Aim:
Everything from the line containing "Would you mind marking the hole" down to the last line of the entries below must be transcribed exactly, and nothing else.

(Image location labeling entries)
==================================================
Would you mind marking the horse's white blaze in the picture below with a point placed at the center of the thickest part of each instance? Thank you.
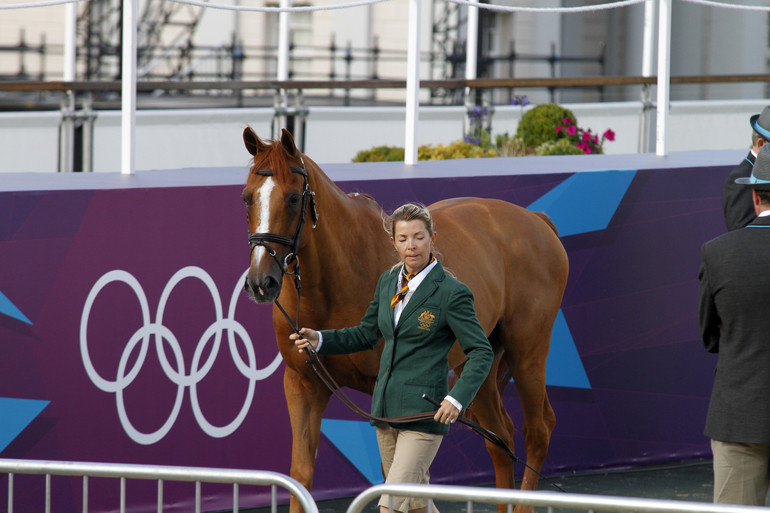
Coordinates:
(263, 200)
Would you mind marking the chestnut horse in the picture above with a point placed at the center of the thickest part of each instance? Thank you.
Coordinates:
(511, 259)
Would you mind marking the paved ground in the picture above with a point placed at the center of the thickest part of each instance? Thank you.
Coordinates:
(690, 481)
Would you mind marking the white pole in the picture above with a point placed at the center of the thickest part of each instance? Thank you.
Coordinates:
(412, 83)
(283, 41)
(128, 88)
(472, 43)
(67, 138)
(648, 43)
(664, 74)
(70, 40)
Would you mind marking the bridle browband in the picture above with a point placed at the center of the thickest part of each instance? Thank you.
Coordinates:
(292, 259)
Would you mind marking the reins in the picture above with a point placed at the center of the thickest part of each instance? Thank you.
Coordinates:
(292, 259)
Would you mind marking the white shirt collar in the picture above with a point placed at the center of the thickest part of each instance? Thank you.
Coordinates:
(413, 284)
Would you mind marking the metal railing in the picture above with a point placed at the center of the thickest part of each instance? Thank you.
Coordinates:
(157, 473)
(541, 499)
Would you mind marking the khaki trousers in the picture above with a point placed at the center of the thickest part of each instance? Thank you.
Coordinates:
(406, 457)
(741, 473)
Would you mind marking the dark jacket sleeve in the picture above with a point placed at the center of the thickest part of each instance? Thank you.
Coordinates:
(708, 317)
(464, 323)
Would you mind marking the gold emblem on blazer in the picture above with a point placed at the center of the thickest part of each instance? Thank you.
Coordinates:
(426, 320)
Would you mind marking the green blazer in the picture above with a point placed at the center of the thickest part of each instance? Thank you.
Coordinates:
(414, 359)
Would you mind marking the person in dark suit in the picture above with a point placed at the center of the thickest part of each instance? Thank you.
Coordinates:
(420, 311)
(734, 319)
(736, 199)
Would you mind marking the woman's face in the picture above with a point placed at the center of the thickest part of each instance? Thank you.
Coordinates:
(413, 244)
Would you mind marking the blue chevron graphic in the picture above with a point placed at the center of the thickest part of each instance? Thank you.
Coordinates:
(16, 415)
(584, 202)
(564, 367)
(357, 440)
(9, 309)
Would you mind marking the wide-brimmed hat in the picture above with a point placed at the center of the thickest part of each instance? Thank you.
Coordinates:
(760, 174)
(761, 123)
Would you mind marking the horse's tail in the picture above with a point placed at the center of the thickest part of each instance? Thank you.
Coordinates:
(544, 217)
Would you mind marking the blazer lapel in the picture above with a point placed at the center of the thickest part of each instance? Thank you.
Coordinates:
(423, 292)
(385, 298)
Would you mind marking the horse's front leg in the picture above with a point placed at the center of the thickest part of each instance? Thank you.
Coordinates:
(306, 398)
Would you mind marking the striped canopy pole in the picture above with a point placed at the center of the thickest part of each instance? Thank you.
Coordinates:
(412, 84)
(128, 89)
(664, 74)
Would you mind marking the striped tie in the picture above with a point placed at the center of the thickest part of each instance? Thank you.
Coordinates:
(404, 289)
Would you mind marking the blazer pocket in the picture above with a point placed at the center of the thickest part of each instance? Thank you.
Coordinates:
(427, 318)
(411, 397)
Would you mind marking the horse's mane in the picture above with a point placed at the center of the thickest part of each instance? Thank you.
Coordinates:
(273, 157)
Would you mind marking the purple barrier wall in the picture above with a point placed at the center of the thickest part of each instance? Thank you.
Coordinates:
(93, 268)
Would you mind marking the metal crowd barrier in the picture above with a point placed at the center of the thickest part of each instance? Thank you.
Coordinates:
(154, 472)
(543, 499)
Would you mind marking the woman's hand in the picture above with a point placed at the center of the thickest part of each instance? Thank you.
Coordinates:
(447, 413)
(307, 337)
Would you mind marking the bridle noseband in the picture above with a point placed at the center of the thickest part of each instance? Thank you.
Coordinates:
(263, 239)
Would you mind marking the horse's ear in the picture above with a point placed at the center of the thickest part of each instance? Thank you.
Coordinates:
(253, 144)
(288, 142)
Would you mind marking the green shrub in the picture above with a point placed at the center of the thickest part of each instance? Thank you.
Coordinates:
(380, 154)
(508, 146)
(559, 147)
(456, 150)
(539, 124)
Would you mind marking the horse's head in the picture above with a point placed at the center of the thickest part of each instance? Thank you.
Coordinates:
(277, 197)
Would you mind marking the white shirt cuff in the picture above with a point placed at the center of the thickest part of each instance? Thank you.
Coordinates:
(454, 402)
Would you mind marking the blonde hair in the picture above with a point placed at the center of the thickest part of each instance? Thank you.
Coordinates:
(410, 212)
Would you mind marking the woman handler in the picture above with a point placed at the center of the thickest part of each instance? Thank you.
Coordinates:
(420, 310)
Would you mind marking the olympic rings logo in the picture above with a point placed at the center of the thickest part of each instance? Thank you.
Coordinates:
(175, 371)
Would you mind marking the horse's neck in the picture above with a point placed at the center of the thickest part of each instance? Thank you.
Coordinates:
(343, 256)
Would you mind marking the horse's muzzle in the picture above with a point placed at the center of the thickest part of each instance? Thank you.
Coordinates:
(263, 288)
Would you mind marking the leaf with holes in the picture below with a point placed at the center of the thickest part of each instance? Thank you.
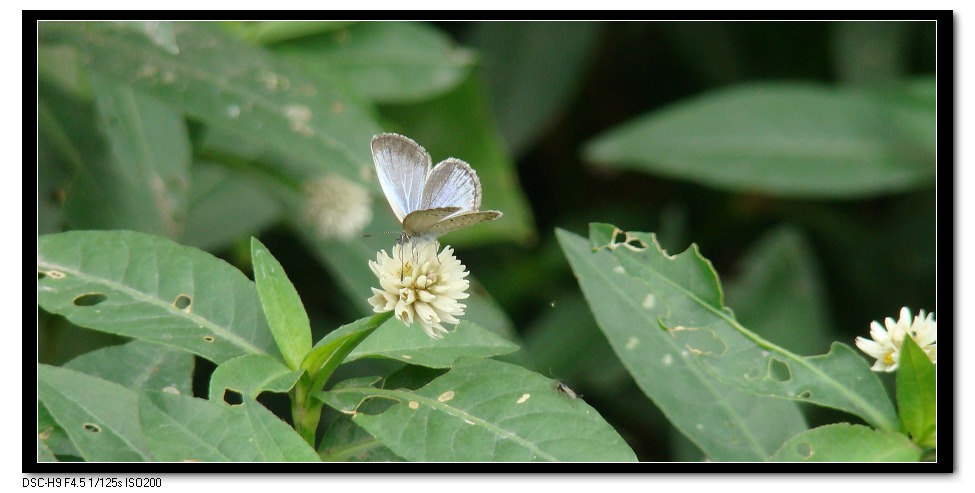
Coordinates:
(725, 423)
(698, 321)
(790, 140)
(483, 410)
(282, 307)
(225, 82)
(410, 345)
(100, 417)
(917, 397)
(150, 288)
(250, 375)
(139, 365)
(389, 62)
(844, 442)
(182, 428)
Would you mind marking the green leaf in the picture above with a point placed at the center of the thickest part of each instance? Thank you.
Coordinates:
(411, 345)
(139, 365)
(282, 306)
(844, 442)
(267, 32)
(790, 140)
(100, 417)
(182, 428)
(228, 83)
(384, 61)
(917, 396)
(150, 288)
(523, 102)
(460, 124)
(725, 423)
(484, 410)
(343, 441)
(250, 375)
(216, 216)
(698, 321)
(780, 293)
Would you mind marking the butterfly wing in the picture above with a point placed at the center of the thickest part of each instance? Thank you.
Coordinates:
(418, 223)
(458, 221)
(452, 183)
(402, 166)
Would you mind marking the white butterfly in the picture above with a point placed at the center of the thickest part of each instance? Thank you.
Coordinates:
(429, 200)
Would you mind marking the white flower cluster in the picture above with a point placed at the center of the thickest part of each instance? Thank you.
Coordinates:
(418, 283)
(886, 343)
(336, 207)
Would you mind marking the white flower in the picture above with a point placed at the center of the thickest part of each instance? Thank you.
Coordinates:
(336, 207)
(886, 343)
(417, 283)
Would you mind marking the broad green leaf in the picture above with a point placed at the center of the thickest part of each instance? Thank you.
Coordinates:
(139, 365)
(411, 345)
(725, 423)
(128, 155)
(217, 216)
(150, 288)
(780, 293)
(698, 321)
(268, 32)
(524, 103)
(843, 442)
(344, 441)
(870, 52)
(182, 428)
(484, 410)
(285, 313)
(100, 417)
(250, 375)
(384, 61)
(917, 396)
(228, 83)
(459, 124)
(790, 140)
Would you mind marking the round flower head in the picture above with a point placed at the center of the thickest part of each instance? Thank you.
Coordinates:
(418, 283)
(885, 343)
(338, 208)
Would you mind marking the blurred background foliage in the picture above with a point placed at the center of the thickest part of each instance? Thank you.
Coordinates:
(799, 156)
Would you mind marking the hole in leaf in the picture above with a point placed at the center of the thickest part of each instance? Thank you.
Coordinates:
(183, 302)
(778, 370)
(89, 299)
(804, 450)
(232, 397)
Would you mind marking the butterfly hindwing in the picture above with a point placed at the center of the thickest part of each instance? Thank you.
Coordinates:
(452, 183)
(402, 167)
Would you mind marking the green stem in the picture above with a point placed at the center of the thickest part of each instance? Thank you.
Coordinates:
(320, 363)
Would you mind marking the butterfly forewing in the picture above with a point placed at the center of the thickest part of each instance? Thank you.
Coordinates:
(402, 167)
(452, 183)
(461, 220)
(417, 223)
==================================================
Output of the task:
Would you mind marking the hole in leaf in the picture above with a point placed at the center of the thickest part of each instance? Thank you.
Coordinates:
(183, 302)
(778, 370)
(89, 299)
(804, 450)
(232, 397)
Would you mind marking the butterfly hindwing in the picture above with a point placed at the center of the thickest part of each instance? Thank you.
Coordinates:
(452, 183)
(402, 167)
Would you mind marking the green stem in the picture above with a point placed at the center of the thickest part of each instance? Thank you.
Coordinates:
(320, 363)
Would you mind marking the butterfly forewing in the picture above with a point placed at the center of the thickest part of each instance? Thank you.
Coordinates:
(402, 167)
(452, 183)
(461, 220)
(417, 223)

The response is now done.